**Text for analysis**

........

A standard cochlear implant works by picking up sound in an external microphone, processing it on a tiny computer that rests behind the ear, and then transmitting it to a surgically implanted receiver that converts the sound to electrical pulses. These signals are sent to different regions of the auditory nerve, allowing the deaf to experience a representation of sounds around them. But while these allow a deaf person to understand speech without lipreading, pitch perception remains poor, and the sounds aren’t lifelike (you can listen to an approximation of them here).

But after five years of development, Housley and his colleagues have tweaked a cochlear implant to deliver an effective treatment for deafness as well.

The top image shows auditory nerves regrown by the new therapy.
The top image shows auditory nerves regrown by the new therapy.
Image: UNSW Translational Neuroscience Facility

Neuroscientists have known for a while that a damaged auditory nerve can be regenerated with the help of proteins called neurotrophins, which are vital for the growth and survival of neurons. But getting the neurotrophins to the places in the nerve where they’re needed has posed a problem. A cochlear implant, though, goes to just those places. “No-one had tried to use the cochlear implant itself for gene therapy,” Housley said in a press release. “With our technique, the cochlear implant can be very effective for this.”

During the procedure to place the implant, Housley and his colleagues injected a solution of DNA into the ear and delivered a few electrical pulses to trigger its transfer into surrounding nerve cells. This stimulated neurotrophin production for several months, and would add only minutes to the initial procedure. While this won’t end deafness (and in fact will only help people whose hearing has been damaged or has declined with age, not people with congenital deafness) Housley hopes it will allow people who use cochlear implants to hear a lot better, with a broader range of sound and pitch.

........

[Natural-language object grounding records]
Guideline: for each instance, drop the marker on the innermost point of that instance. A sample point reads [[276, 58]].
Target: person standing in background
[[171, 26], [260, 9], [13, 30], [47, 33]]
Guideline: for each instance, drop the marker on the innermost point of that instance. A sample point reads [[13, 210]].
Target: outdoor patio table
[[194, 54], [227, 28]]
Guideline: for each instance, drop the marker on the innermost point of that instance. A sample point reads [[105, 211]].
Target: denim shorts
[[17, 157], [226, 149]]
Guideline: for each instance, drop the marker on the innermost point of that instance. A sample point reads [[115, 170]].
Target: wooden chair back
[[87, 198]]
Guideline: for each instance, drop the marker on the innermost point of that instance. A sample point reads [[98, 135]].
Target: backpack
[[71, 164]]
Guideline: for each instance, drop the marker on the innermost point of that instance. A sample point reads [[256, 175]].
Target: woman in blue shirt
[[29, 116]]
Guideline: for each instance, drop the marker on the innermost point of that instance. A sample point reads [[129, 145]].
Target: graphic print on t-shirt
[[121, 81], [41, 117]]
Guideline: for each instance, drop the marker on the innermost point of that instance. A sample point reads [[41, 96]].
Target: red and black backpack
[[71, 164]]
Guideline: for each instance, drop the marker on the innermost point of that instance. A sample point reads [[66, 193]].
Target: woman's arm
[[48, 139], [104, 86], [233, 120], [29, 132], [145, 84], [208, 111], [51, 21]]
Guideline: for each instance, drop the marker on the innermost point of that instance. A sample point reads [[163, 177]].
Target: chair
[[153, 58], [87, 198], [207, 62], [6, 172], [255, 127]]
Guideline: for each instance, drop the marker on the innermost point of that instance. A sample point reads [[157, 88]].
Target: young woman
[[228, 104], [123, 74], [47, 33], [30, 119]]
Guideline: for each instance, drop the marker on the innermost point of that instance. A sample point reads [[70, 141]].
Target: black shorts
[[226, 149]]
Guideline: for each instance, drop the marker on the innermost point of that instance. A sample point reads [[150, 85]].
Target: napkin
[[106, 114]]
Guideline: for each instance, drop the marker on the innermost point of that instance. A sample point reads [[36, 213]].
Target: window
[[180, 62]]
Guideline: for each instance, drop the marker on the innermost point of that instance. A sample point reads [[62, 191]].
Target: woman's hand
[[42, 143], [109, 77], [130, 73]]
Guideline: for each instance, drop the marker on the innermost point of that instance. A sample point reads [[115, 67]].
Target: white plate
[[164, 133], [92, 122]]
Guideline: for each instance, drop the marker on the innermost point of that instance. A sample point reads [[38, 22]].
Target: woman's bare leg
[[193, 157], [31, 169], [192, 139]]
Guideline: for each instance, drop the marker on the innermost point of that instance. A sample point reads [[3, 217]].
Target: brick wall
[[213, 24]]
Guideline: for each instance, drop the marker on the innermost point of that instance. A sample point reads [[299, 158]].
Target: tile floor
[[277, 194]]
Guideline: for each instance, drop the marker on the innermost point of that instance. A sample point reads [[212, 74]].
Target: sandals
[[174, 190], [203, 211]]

........

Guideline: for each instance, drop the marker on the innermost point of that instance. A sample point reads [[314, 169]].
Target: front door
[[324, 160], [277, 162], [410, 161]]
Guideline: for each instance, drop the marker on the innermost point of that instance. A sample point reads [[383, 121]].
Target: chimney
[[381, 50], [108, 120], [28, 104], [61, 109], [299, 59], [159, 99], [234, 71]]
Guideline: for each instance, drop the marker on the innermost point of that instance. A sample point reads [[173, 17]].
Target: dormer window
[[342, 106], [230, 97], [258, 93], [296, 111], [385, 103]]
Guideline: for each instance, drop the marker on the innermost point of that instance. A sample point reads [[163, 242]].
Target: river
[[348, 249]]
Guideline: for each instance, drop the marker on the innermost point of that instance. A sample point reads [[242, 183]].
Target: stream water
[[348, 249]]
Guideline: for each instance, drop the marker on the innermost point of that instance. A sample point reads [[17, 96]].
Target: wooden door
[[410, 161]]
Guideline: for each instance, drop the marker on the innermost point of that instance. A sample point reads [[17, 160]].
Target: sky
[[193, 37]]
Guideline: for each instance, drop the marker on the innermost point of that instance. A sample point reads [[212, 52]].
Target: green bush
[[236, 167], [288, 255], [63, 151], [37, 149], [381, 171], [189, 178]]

........

**Set of tasks**
1. In the cochlear implant text, rewrite the paragraph starting "During the procedure to place the implant" as a short list that keeps its main facts.
2. According to the cochlear implant text, what are the proteins called that can help regenerate a damaged auditory nerve?
You won't need the records for anything here.

**Solutions to each task**
1.
- While placing the implant, the researchers injected a DNA solution into the ear.
- A few electrical pulses moved the DNA into nearby nerve cells.
- This boosted neurotrophin production for several months.
- It would add only minutes to the initial procedure.
- It won't end deafness. It helps only people whose hearing was damaged or declined with age, not people with congenital deafness.
- Housley hopes it will let implant users hear much better, with a broader range of sound and pitch.

2. Neurotrophins.